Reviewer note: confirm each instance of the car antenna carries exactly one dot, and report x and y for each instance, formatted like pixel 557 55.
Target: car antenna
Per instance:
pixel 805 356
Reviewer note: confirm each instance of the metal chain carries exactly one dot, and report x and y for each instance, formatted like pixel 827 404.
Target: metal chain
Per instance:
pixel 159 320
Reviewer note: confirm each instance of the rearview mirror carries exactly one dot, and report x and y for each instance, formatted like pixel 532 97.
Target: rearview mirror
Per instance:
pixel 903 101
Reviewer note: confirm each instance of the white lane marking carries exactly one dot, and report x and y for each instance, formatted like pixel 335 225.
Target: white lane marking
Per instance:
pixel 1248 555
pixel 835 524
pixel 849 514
○ ○ ○
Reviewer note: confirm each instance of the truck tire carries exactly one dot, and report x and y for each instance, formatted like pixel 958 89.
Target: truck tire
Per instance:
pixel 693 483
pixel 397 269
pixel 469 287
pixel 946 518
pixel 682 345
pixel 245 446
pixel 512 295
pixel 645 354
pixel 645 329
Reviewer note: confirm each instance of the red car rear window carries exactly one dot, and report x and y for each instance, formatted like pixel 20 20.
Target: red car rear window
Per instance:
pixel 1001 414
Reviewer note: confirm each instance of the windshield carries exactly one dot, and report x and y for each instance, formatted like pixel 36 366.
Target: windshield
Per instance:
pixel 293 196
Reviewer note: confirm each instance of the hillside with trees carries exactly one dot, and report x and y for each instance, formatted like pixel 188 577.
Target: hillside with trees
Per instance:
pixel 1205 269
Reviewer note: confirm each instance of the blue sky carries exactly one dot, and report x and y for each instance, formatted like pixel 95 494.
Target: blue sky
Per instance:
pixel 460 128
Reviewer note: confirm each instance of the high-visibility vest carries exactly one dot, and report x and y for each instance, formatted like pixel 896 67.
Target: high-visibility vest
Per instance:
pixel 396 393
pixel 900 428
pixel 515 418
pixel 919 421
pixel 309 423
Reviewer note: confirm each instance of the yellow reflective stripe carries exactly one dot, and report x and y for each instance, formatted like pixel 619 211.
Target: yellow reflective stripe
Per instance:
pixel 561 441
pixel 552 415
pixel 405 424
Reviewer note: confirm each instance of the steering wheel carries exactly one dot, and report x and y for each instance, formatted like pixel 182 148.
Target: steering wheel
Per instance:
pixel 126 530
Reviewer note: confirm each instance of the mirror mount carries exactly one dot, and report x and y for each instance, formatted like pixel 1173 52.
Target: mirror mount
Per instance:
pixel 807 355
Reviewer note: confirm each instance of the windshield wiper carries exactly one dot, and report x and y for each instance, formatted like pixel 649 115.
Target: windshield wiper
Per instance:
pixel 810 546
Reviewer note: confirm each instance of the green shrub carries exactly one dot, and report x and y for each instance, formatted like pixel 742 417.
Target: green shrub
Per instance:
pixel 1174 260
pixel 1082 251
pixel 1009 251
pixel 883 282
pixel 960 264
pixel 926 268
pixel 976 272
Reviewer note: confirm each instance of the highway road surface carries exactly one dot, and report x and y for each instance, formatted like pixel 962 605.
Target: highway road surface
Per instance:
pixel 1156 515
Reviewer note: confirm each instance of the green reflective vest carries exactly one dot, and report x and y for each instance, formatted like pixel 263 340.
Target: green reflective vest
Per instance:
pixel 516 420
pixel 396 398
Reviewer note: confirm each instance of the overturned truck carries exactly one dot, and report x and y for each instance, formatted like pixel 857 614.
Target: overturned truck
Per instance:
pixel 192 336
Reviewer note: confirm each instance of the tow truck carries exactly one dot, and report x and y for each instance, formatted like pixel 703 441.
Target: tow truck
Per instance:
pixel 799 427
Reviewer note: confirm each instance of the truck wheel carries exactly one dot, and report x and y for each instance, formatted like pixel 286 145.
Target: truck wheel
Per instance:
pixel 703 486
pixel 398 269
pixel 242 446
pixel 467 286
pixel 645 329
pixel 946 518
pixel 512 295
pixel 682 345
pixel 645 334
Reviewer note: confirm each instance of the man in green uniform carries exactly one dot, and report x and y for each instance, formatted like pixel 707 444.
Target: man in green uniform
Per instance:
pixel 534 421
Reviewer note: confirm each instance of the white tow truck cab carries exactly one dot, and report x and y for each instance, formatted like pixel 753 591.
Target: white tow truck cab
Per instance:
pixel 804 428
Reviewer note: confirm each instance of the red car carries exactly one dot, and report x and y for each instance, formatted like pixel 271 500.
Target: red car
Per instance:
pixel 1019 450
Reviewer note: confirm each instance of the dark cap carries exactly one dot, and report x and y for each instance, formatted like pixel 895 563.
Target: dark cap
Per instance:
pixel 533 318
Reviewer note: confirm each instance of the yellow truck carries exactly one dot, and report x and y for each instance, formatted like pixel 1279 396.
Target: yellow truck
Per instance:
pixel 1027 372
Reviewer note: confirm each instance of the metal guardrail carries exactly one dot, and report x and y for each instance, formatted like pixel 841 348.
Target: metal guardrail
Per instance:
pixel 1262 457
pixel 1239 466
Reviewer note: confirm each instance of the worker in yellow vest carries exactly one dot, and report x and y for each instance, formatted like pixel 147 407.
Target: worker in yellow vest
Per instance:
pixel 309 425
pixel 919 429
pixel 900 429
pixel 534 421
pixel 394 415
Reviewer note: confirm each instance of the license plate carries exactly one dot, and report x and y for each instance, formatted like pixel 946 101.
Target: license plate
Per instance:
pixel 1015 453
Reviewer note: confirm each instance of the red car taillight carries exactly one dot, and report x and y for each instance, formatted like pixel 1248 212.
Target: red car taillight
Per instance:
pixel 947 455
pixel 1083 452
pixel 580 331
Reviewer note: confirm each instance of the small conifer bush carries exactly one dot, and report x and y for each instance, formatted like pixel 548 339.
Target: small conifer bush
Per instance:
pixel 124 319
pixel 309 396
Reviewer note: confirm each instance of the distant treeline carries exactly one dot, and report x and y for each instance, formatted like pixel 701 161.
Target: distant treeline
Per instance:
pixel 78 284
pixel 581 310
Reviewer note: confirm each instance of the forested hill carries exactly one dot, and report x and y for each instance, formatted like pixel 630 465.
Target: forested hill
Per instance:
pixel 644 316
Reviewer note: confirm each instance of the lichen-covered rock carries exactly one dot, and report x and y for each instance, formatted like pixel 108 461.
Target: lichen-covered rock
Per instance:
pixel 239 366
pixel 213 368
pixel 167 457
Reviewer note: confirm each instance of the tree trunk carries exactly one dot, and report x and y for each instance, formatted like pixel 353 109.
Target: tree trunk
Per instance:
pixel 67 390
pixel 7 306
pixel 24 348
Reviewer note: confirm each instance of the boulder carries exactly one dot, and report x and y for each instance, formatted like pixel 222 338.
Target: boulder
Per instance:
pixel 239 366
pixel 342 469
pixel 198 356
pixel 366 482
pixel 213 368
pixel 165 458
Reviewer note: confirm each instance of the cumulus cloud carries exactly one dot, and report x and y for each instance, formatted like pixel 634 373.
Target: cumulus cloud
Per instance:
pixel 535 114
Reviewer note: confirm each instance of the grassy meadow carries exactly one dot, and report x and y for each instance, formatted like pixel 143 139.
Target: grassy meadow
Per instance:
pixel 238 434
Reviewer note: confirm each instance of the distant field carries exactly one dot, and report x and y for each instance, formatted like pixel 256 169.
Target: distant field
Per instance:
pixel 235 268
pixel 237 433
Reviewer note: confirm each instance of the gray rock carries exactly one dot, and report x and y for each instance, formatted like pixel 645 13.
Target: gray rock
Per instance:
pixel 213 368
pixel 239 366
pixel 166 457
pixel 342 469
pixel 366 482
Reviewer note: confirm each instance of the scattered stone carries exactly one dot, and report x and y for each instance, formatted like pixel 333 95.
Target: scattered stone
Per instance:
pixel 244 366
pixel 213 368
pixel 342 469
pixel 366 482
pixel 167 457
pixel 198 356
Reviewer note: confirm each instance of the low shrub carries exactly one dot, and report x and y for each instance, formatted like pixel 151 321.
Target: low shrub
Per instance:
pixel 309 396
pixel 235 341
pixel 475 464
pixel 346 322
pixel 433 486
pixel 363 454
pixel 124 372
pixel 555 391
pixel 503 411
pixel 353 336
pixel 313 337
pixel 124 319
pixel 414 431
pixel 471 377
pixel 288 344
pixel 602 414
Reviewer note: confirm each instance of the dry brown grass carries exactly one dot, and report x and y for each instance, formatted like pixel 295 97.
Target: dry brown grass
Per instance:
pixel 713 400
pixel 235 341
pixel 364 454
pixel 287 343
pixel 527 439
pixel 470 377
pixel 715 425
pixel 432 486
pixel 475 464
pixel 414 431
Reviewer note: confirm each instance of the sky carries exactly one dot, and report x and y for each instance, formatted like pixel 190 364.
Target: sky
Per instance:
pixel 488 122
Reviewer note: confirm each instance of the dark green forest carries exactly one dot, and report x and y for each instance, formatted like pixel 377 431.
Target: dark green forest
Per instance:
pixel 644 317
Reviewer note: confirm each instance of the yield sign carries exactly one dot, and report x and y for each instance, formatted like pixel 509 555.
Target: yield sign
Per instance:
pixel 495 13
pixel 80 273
○ ○ ○
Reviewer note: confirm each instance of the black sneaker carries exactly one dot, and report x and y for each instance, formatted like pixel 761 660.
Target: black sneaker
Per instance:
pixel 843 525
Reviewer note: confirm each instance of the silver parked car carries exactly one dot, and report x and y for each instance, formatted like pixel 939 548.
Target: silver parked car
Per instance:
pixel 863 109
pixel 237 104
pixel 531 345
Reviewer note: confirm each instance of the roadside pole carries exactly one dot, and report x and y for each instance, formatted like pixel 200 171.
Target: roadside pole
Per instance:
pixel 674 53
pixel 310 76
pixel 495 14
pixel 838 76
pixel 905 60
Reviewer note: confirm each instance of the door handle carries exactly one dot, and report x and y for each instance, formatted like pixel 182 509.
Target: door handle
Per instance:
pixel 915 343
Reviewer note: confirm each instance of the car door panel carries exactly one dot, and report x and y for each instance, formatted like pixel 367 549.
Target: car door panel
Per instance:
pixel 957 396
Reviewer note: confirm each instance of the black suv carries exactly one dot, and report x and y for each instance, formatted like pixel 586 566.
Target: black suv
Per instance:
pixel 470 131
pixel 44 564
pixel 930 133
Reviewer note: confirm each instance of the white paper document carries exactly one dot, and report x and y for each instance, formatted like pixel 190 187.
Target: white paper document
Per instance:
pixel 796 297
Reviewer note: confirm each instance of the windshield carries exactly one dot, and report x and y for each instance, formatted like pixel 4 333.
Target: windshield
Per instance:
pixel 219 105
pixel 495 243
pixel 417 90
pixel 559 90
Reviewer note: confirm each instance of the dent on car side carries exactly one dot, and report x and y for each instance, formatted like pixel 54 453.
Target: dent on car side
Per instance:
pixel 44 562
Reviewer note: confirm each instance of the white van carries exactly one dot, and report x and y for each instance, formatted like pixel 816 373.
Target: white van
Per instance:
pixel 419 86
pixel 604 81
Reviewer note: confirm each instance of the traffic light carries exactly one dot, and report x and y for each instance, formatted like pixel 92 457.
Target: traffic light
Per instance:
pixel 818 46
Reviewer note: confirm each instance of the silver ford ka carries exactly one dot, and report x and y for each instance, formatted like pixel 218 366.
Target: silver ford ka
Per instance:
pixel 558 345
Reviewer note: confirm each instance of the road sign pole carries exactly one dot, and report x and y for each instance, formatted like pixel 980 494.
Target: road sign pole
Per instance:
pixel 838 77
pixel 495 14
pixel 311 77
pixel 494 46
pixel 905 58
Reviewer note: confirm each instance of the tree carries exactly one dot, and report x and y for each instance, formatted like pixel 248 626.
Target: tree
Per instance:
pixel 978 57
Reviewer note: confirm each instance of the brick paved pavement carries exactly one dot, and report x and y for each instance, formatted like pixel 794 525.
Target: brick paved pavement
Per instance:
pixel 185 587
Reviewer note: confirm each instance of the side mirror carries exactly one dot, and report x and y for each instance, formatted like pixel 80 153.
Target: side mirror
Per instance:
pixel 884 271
○ ○ ○
• PROBLEM STATEMENT: Take the lines above from the one containing "Reviewer note: confirm each instance of the white tow" through the one containing "pixel 1239 466", both ends included, and rewrite them as a JSON list of strings with one string per line and no blank lines.

• FULL OUTPUT:
[
  "Reviewer note: confirm each instance of the white tow truck cab carries exactly one dot, and report x and y for each instance, formatted like pixel 753 591.",
  "Target: white tow truck cab",
  "Per instance:",
  "pixel 804 428",
  "Reviewer note: confirm each instance of the red car carries exactly one dot, and report x and y for each instance, formatted like pixel 271 500.",
  "Target: red car",
  "Per instance:",
  "pixel 1019 450",
  "Reviewer note: confirm each instance of the dark cap carries exactly one dot, and report x and y for each instance, formatted like pixel 895 563.",
  "Target: dark cap",
  "Per instance:",
  "pixel 533 318",
  "Reviewer note: confirm each instance of the yellow truck carries exactly one dot, and report x and y for each instance, formatted like pixel 1279 396.",
  "Target: yellow truck",
  "Per instance:",
  "pixel 1027 372",
  "Reviewer note: confirm each instance of the metal guardrail carries exactly one dot, and report x and y for each instance, formatted like pixel 841 348.",
  "Target: metal guardrail",
  "Per instance:",
  "pixel 1262 457",
  "pixel 1239 466"
]